This computation, which computes the nonmissing ratios, is more efficient than looping over elements. For other tips and techniques that make your SAS/IML programs more efficient, see my book Statistical Programming with SAS/IML Software.

1. Gustavo Cano
Posted September 9, 2011 at 1:37 pm | Permalink

it have an algorithm likely the last one but for DO WHILE?.

i.e.
proc iml);
v = {1, 1, 2, 3, 5, 8, 13, 21};
idx = 2:nrow(v);
z = v[idx]/v[idx-1];

but for DO WHILE. For example i think using the LOC function.... Note: In the algorithm the ")" is wrong...

Thaks.

2. oscar
Posted May 14, 2012 at 5:36 pm | Permalink

Hello;
I have a small problem which I think can be solved by loops in SAS, but I don't know how, I appreciate if you help me with that:

I have a data set in which if a value is missing then it shall be assigned the nearest non missing value in the previous observations, for example, 6 rows of my data looks like this:
1
.
.
2
.
4
I want to assign the missing values so that it would read like this
1
1
1
2
2
4
Can SAS do that for me?

(Task instructions)
Answer these questions using the forum thread above.
1. Which book does the opening paragraph point to for ways to make SAS/IML programs more efficient?
2. On what date was Gustavo Cano's comment posted?
3. In oscar's post, what value should a missing entry be given?

(Collected data)
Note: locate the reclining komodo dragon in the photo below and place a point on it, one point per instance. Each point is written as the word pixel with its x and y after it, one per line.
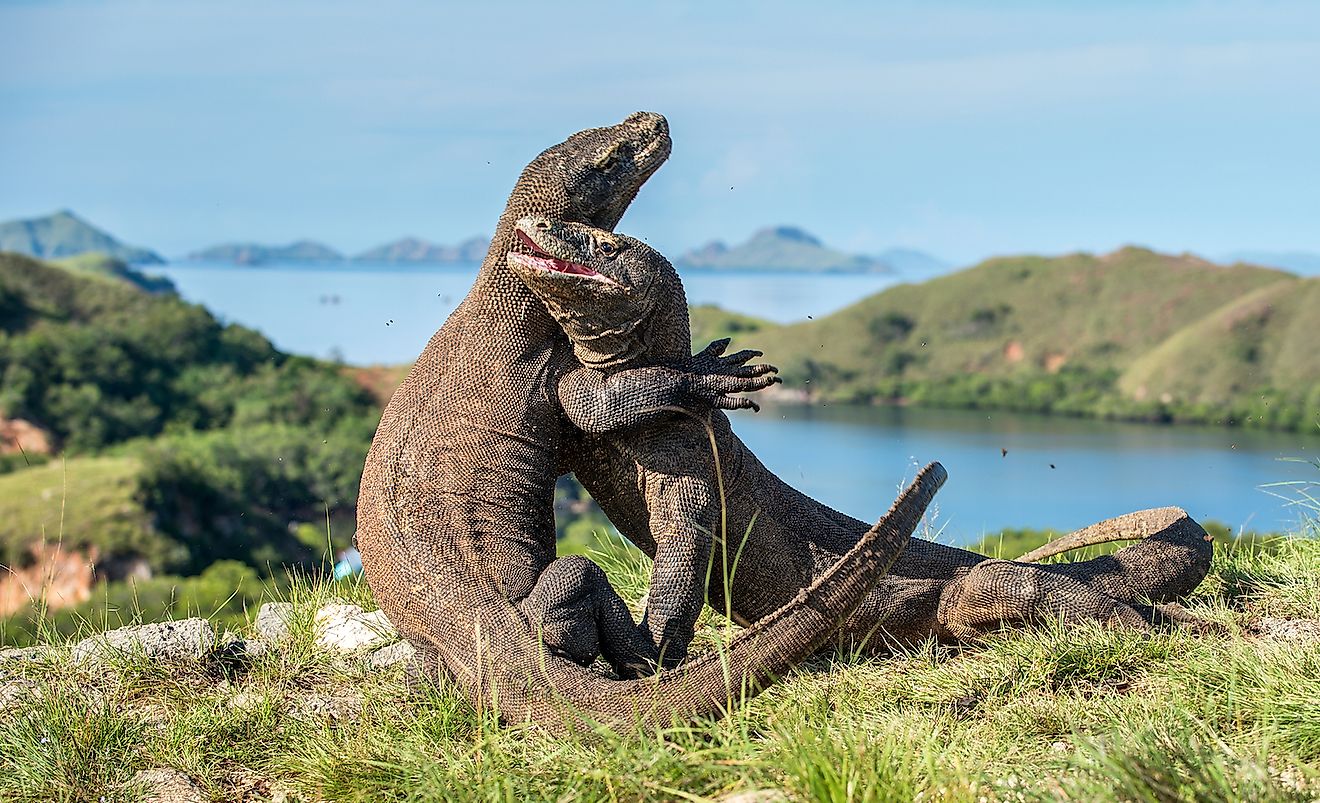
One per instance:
pixel 456 507
pixel 775 540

(Answer to the task)
1. Statistical Programming with SAS/IML Software
2. September 9, 2011
3. The nearest nonmissing value in the previous observations